Direction -
Which lines in the entries below include the word "trophy"? List every one of them, copied in full.
★ ★ ★ ★ ★ ★ ★
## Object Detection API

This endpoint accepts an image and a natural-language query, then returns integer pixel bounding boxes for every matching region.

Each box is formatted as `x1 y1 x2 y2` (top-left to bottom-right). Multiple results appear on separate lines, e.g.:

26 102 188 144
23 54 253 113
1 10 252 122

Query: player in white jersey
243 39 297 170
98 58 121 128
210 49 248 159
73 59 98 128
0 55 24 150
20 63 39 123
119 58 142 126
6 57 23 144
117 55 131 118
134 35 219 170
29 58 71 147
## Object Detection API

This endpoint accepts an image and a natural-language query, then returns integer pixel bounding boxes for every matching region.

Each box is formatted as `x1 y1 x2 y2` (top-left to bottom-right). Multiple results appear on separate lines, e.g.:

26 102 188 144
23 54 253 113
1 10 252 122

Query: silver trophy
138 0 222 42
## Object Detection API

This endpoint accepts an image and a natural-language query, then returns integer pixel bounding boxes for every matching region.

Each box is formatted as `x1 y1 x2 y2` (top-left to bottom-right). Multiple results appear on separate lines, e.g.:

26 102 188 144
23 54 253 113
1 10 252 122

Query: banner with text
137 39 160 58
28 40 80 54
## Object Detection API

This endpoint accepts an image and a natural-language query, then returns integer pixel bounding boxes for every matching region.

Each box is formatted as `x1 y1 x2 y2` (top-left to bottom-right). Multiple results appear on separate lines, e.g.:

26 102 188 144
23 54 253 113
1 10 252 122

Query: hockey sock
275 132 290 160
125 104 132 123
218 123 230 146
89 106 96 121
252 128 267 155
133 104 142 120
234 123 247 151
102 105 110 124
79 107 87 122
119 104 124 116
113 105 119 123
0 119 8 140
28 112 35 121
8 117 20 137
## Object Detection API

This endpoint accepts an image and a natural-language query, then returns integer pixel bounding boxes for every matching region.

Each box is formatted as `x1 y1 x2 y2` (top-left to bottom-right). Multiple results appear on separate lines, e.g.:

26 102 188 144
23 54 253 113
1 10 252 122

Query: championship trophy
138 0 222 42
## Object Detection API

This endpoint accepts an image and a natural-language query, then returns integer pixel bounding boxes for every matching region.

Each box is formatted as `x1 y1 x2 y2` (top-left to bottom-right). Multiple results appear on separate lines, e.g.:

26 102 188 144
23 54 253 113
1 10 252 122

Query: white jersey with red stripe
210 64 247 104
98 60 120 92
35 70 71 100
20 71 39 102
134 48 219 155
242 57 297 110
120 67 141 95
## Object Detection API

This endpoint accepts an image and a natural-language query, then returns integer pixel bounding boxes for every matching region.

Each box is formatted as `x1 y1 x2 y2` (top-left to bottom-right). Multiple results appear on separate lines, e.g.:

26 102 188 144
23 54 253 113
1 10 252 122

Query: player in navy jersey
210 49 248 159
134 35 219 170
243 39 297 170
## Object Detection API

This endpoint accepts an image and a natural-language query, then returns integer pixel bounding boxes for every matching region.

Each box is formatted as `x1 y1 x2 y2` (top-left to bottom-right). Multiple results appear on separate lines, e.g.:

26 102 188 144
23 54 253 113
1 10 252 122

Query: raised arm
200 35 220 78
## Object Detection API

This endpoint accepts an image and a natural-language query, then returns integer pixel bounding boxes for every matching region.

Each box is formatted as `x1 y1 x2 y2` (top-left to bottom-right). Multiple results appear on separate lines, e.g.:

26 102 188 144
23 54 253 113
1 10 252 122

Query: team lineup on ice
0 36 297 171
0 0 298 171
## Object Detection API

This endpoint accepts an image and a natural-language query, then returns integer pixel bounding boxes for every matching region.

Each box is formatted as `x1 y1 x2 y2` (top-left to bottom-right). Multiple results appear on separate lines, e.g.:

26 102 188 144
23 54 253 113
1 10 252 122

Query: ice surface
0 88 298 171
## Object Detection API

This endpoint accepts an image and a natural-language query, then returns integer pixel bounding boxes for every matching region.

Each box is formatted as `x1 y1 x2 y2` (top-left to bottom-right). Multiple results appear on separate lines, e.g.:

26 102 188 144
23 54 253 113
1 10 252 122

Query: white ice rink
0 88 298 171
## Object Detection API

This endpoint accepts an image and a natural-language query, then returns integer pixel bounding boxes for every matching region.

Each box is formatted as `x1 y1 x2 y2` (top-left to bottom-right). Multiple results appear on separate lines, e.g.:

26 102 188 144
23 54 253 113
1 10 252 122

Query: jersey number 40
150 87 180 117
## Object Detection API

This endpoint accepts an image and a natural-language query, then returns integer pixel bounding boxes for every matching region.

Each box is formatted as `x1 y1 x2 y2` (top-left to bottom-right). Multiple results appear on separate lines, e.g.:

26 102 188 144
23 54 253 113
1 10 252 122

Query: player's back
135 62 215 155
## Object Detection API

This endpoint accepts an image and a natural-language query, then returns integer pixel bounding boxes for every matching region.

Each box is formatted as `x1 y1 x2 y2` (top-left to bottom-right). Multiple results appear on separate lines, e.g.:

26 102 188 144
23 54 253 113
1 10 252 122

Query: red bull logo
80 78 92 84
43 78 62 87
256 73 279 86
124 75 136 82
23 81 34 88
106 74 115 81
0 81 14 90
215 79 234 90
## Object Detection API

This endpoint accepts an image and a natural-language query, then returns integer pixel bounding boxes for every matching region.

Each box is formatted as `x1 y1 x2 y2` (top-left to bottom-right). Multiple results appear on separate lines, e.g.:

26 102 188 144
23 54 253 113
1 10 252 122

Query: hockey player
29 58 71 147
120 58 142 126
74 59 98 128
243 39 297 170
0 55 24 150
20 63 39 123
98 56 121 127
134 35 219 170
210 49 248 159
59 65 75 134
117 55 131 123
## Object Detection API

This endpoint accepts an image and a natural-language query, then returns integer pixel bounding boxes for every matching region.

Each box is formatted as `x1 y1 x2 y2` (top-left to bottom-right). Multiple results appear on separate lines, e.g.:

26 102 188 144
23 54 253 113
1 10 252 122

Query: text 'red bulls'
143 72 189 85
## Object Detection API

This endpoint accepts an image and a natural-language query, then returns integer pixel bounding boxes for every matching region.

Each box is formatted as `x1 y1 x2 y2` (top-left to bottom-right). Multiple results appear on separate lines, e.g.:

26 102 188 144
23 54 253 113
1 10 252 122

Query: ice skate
★ ★ ★ ★ ★ ★ ★
Finished task -
Query: silver trophy
Query: championship trophy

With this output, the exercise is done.